- _What is being asked_: Output all of the records exactly as written.

Dataset entries:
....

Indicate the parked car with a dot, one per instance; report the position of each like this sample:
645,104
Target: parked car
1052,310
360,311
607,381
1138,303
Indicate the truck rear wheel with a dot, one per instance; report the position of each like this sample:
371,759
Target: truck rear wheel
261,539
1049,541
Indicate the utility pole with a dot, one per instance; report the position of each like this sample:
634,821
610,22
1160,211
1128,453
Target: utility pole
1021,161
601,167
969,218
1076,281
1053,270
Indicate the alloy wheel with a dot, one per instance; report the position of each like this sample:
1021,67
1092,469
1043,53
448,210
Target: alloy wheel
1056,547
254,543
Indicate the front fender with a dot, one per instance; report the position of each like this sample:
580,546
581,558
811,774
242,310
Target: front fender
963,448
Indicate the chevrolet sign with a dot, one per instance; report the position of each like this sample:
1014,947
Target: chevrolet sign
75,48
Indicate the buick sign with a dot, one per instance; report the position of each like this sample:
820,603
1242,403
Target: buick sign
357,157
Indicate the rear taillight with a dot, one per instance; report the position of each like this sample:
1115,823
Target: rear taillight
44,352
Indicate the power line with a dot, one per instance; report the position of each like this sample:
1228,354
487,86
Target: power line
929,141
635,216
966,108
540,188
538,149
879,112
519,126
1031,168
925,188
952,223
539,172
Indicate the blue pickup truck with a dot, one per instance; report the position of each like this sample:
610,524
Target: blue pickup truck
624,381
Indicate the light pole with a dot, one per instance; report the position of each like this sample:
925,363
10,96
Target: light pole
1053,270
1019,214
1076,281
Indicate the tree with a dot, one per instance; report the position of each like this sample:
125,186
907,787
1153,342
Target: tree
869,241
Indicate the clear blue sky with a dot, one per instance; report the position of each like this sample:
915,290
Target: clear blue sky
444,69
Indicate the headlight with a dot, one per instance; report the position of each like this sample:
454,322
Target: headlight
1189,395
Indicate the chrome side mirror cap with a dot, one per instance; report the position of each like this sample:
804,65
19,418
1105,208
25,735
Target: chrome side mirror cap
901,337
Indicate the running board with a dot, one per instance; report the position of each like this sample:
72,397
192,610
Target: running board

....

- _Solution for this task_:
Indicate the parked car with a dot, one per instance; report the position of each like this sample:
645,104
Target: parked car
1052,310
360,311
607,381
1138,303
Indicate the truck rear wheel with a dot, one per instance; report the position of each like this sample:
371,759
Target: truck rear wheel
261,539
1049,541
Indicate the utility pole with a dot, one per instance; report the position of each like this sample:
634,821
610,22
1160,211
1128,453
Target: utility pole
1021,161
601,167
969,218
1076,281
1053,270
Indicate the alloy wheel with a dot, one per instance; report the position of each like this sample:
1021,67
1092,469
1043,53
448,210
Target: alloy wheel
1056,547
254,543
Indicate the front fender with a dot, one per instance; report the position of each like this sample:
580,546
581,558
811,774
242,310
Target: front fender
963,448
Indicate the chevrolet sign with a dot, one per instance; report the position of each like this sample:
1014,947
Target: chevrolet sign
75,48
Indicate the buick sign with a dot, one per instance; report the position of each like this sample:
820,603
1242,403
Target: buick sign
357,157
Indicate the rear taillight with a dot, one per instance; report the position of each like this sample:
1115,823
Target: rear taillight
44,352
Indicate the power line with a dot, one per instance; report the position of each like this sample:
1228,354
487,86
Target: power line
929,141
635,216
966,108
540,188
538,149
879,112
519,126
1031,168
925,188
952,223
539,172
Indicate the blue pickup truck with a dot, one per instance; report the position of each like this sample:
610,524
Target: blue pickup truck
624,381
Indicate the light pole with a dot, one per instance; report the position of each like this sample:
925,363
10,96
Target: light pole
1053,270
1019,214
1076,281
Indicate the tree with a dot, one per instance; report the position of each like this sample:
125,186
907,787
1153,342
Target: tree
869,241
Indicate the clear blue sky with a dot, one per instance; report the position of each like this sample:
915,290
Target: clear blue sky
444,69
Indicate the headlight with a dot, one per instance; report the position of each like this sample:
454,322
Target: headlight
1189,395
Indicate the chrome side mirror cap with a dot, one per instance; report the position of each like this sample:
804,65
19,418
1105,208
25,735
Target: chrome side mirror cap
901,337
Indicate the running board with a dot, one per instance; report the position of each like this sample:
72,397
192,610
Target: running board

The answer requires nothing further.